◆ **Objective**:
Copy out the whole listing below, word for word.

◆ **Records supplied**:
* * *

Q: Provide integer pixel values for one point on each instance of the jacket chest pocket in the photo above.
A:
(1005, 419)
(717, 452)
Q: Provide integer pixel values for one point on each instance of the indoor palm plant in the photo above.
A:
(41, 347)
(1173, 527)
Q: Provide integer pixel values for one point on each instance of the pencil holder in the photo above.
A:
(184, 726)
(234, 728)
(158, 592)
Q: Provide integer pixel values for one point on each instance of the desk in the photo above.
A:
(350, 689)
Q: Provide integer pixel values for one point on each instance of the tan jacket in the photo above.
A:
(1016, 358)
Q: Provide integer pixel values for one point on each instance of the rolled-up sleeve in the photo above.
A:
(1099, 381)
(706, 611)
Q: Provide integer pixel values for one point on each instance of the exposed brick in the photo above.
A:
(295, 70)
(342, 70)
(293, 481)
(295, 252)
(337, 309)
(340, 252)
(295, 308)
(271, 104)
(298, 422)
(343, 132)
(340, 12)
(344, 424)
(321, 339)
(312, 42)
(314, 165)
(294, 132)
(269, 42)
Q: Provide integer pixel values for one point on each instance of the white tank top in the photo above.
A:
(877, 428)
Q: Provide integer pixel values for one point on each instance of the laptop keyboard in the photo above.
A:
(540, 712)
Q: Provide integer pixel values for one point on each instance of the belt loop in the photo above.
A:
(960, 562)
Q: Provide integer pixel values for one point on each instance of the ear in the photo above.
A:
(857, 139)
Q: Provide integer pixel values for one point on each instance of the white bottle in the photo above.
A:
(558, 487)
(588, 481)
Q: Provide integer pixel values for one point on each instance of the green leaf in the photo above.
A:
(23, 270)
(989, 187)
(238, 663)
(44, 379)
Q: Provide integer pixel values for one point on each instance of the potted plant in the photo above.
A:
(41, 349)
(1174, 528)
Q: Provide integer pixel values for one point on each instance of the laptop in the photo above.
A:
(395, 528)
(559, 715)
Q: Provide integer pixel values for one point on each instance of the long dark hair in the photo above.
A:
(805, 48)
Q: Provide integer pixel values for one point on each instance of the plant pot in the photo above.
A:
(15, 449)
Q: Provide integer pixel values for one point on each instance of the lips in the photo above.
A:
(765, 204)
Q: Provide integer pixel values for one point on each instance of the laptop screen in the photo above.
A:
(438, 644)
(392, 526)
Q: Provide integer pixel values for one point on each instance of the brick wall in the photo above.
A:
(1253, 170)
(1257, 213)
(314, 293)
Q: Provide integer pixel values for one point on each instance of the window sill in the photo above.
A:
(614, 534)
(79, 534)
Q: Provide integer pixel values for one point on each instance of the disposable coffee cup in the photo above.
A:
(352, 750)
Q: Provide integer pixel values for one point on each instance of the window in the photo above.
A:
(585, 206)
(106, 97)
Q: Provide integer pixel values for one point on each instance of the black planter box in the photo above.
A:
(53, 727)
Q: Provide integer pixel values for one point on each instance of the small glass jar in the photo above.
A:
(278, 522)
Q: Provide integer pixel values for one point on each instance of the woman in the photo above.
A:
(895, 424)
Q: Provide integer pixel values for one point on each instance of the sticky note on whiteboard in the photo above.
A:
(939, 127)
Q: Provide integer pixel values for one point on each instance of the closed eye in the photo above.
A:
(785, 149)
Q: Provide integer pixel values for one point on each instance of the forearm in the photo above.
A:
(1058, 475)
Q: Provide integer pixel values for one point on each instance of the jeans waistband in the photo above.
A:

* * *

◆ **Result of this task**:
Q: Provide integer pixel values for one point on each instance of the jacket chest pocket in the photo above.
A:
(1005, 419)
(717, 452)
Q: Provide integer pixel values for one point on each instance of the indoor palm plant in the photo above.
A:
(41, 347)
(1173, 527)
Q: Provide integer pixel values for one point on each instance of the pencil holder in the photo above.
A:
(184, 726)
(234, 728)
(158, 592)
Q: Provide integer pixel values for one point on each instance of the desk in the photo above.
A:
(350, 689)
Q: Provide integer pixel values for one point on each instance of the tan jacket in the photo above.
A:
(1016, 358)
Q: Provide integer pixel values for one point on each instance of the rolled-up sleeve in the photo above.
A:
(1099, 381)
(706, 611)
Q: Provide integer pixel values for one point on each instance of the exposed brick in the photo above.
A:
(295, 70)
(342, 70)
(293, 481)
(295, 252)
(337, 309)
(340, 252)
(295, 308)
(271, 104)
(298, 422)
(343, 132)
(340, 12)
(344, 424)
(321, 339)
(312, 42)
(314, 165)
(294, 132)
(269, 42)
Q: Provide integer pixel values for one point on each instance of the white tank top in the photo above.
A:
(877, 428)
Q: Provide integer pixel values for one point on each instance of the laptop keyboard in the photo above.
A:
(540, 712)
Q: Provide integer pixel values for one point on each instance of the belt loop in the photo above.
A:
(960, 562)
Q: Provide integer pixel values for one point on each instance of the ear in the photo above.
A:
(857, 139)
Q: Provide integer pixel values for one point on each instance of the white bottle in the photo above.
A:
(558, 487)
(588, 481)
Q: Provide integer pixel values for one point on each instance of the green leaf in the photo above.
A:
(23, 270)
(989, 187)
(238, 663)
(44, 379)
Q: Provide integer pixel values for one point on each instance of the potted plant in the photo above.
A:
(41, 349)
(1174, 528)
Q: Provide integer pixel values for one point on each instance of the laptop in the photo above.
A:
(395, 528)
(559, 715)
Q: Provide integer pixel values for one point on each instance of the long dark hair in the photo above.
A:
(805, 48)
Q: Provide integer pixel values for one point on each instance of the plant pot in the photo above.
A:
(15, 449)
Q: Provide integer pixel values for one point on each instance of the lips in the photo above.
A:
(765, 204)
Q: Provide integer pixel values for one point on each instance of the laptop screen in the photo above.
A:
(438, 644)
(392, 526)
Q: Provide integer pixel values for one point on each instance of the brick wall in the photo above.
A:
(1253, 170)
(1257, 213)
(314, 293)
Q: Provide integer pixel values for one point on each instance of the window sill in the photo above.
A:
(614, 534)
(79, 534)
Q: Provide integer pixel values for one point on each instance of the disposable coffee cup in the photo above.
A:
(352, 750)
Q: Provide integer pixel values for one point on each instance of the window in the photo above.
A:
(585, 206)
(106, 97)
Q: Provide integer pixel values for one point on each instance of the black planter box in the photo above.
A:
(53, 727)
Q: Provide integer pixel values for one point on each instance of the small glass jar in the photo above.
A:
(278, 522)
Q: Provide integer pixel values for one point on each instance of the woman in the photo above.
A:
(895, 424)
Q: Provide integer pixel values for one point on each instance of the sticky note on whiteboard in the photo above.
A:
(939, 127)
Q: Provide integer pixel values for one point on each instance of the closed eye in the photo above.
A:
(785, 149)
Q: Provide integer pixel values for one point on each instance of the forearm in the photo above.
A:
(1058, 475)
Q: Provide integer pixel values for one point on each instance of the jeans waistband in the photo above.
A:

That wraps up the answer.